Write each line word for word, from the line that contains "black trousers, which" through the last line of the material below.

[Entries taken from a collection]
========
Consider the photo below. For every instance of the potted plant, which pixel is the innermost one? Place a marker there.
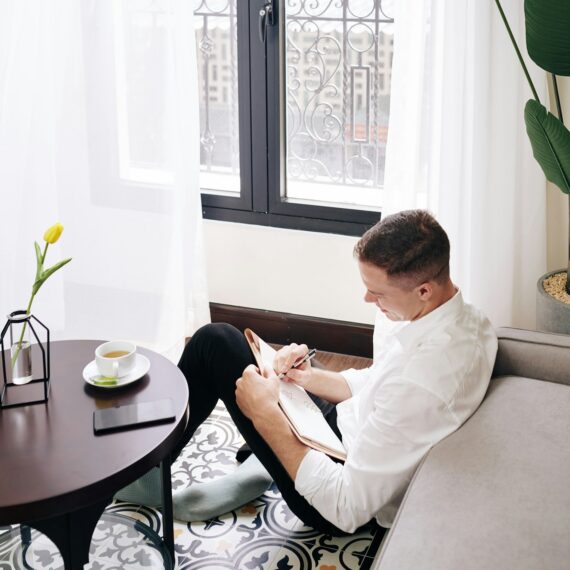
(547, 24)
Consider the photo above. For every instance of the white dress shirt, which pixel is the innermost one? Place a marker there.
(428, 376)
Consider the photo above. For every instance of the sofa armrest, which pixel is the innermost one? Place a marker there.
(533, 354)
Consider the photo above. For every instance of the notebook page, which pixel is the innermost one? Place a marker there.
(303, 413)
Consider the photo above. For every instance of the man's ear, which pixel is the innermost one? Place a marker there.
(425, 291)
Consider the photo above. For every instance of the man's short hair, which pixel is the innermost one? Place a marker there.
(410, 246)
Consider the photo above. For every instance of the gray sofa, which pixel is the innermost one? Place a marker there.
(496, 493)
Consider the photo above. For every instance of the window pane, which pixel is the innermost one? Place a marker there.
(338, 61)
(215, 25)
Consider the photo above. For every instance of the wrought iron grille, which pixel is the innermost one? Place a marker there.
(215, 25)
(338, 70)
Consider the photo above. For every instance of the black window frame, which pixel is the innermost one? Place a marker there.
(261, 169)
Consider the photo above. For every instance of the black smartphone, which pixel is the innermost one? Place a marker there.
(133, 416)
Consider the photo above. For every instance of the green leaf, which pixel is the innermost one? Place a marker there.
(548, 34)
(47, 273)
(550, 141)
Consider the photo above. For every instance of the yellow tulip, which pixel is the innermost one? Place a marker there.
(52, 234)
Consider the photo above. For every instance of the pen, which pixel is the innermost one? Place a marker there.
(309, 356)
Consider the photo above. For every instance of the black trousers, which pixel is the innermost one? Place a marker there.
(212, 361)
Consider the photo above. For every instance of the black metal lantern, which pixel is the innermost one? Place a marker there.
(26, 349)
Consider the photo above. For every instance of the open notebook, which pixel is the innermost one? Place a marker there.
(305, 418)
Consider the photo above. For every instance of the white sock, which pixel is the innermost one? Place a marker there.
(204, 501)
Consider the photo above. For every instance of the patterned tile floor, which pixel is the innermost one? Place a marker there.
========
§ **IN RESPONSE**
Consider the photo above. For every instance of the black trousers, which pixel is the innermost one? Place a marker there.
(212, 361)
Consider the photo above. For every instance of the black metal lantern, which pixel is the innermost one? Place a marker there.
(26, 349)
Consider the photo above. For every instance of the open notebook, which pixel is the innermost one? Place a marker there.
(305, 418)
Consider the photo above. For every instance of the white sock, which pixel is the innermost one? Place a marker there.
(204, 501)
Consider the photo above. For every instance of the patterned tile floor, which pixel is the innermost one? Place a marker there.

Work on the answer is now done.